* Work to do: Turn all of the records below into one numbered list, with any blank lines left out.

****************************************

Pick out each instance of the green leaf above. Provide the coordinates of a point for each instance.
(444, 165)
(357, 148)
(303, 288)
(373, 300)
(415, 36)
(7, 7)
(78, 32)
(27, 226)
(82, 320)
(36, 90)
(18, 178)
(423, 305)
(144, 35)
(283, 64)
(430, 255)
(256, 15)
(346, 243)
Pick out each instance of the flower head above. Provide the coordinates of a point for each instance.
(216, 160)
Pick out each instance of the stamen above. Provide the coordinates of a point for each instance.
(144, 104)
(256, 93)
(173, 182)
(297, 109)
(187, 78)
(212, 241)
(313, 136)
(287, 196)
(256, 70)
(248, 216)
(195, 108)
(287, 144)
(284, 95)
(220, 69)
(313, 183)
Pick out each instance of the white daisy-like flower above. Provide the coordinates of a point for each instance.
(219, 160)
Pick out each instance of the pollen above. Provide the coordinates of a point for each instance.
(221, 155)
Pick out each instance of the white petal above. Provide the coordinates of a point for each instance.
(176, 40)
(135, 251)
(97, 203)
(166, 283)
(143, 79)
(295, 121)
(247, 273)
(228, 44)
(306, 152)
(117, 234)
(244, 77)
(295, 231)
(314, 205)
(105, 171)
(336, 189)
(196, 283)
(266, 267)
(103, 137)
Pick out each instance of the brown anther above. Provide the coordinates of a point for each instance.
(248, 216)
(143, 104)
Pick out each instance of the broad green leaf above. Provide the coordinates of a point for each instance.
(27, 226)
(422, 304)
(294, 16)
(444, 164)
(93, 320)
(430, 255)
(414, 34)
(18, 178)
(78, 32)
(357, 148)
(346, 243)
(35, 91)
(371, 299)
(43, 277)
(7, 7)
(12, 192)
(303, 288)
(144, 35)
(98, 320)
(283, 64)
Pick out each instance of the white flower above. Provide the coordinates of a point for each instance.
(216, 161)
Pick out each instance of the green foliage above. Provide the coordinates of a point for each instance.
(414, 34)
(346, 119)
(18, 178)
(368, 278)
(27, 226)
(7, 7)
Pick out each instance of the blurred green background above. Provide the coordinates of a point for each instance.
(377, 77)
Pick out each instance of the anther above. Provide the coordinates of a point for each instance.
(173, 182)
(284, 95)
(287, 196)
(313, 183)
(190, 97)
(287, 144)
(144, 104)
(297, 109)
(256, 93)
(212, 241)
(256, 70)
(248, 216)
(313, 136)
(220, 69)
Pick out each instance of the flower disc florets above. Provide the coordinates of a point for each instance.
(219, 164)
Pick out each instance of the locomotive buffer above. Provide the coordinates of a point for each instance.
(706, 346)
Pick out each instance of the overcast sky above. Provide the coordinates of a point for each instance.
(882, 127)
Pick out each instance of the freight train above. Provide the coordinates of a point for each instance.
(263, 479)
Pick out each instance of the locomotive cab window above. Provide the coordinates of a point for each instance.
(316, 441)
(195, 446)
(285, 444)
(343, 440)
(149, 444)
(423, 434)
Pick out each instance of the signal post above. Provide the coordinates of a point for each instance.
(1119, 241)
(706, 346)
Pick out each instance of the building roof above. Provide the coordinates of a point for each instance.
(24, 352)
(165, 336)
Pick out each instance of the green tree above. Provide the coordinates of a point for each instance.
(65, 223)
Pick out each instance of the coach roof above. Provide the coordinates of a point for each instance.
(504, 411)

****************************************

* Finished answer:
1. Pick out each instance of the green leaf above. Provide the coordinates of a point for each instance.
2. (444, 165)
3. (357, 148)
4. (303, 288)
5. (373, 300)
6. (415, 36)
7. (7, 7)
8. (78, 32)
9. (27, 226)
10. (82, 320)
11. (36, 90)
12. (18, 178)
13. (423, 305)
14. (144, 35)
15. (283, 64)
16. (430, 255)
17. (256, 15)
18. (346, 243)
19. Pick out each instance of the flower head above. Provide the coordinates of a point for each instance.
20. (216, 160)
21. Pick out each instance of the stamen above. Provide the coordinates of a point for each instance.
22. (144, 104)
23. (256, 93)
24. (173, 182)
25. (297, 109)
26. (187, 78)
27. (212, 241)
28. (313, 136)
29. (287, 196)
30. (256, 70)
31. (248, 216)
32. (195, 108)
33. (287, 144)
34. (284, 95)
35. (220, 69)
36. (313, 183)
37. Pick out each instance of the white daisy-like flower above. Provide the coordinates of a point for each instance.
38. (219, 160)
39. Pick out each instance of the pollen above. Provide the coordinates of a point for each instance.
40. (221, 155)
41. Pick out each instance of the white petal above. Provide the coordinates of a point for each instance.
42. (176, 40)
43. (135, 251)
44. (97, 203)
45. (166, 283)
46. (143, 79)
47. (295, 121)
48. (247, 273)
49. (228, 44)
50. (306, 152)
51. (117, 234)
52. (244, 77)
53. (295, 231)
54. (314, 205)
55. (105, 171)
56. (336, 189)
57. (196, 283)
58. (266, 267)
59. (103, 137)
60. Pick out each instance of the brown anther above. Provide the coordinates of a point for each instance.
61. (248, 216)
62. (143, 104)
63. Pick out each instance of the broad green leaf above. Provide the coordinates of a point for each instance.
64. (27, 226)
65. (422, 304)
66. (294, 16)
67. (444, 164)
68. (93, 320)
69. (430, 255)
70. (414, 34)
71. (18, 178)
72. (78, 32)
73. (357, 148)
74. (346, 243)
75. (35, 91)
76. (371, 299)
77. (43, 277)
78. (7, 7)
79. (12, 192)
80. (303, 288)
81. (144, 35)
82. (98, 320)
83. (283, 64)
84. Pick out each instance of the white flower above. Provide the coordinates of a point for each instance.
85. (216, 161)
86. Pick out each instance of the green foliage above. Provide the coordinates of a point for each instance.
87. (414, 34)
88. (346, 119)
89. (18, 178)
90. (368, 278)
91. (27, 226)
92. (7, 7)
93. Pick out each instance of the blurred green background above. Provide the coordinates of a point for each instance.
94. (377, 77)
95. Pick out each instance of the anther above. Provide the coordinates of a point for each instance.
96. (173, 182)
97. (284, 95)
98. (287, 196)
99. (313, 183)
100. (190, 97)
101. (287, 144)
102. (144, 104)
103. (297, 109)
104. (256, 93)
105. (212, 241)
106. (256, 70)
107. (248, 216)
108. (313, 136)
109. (220, 69)
110. Pick out each instance of the flower disc florets above. Provide the coordinates of a point for each instance.
111. (219, 164)
112. Pick out each instance of the locomotive buffer above. Provide the coordinates of a point for each instance.
113. (706, 346)
114. Pick out each instance of the overcast sky above. Provide the coordinates of a point for each instance.
115. (882, 127)
116. Pick out each instance of the freight train above. Provide the coordinates of a point for each instance.
117. (263, 479)
118. Pick out each instance of the locomotive cab window above. Provide the coordinates of a point for each instance.
119. (316, 441)
120. (195, 446)
121. (285, 444)
122. (343, 440)
123. (149, 444)
124. (423, 434)
125. Pick out each instance of the signal post above. Provide the coordinates of a point for each instance.
126. (1119, 241)
127. (706, 346)
128. Pick out each instance of the building roof above. Provide the coordinates of a point for each instance.
129. (24, 352)
130. (165, 336)
131. Pick out each instance of the green tree above. Provide the coordinates of a point for each instance.
132. (65, 223)
133. Pick out each instance of the coach roof above. Provide the coordinates of a point for each instance.
134. (504, 411)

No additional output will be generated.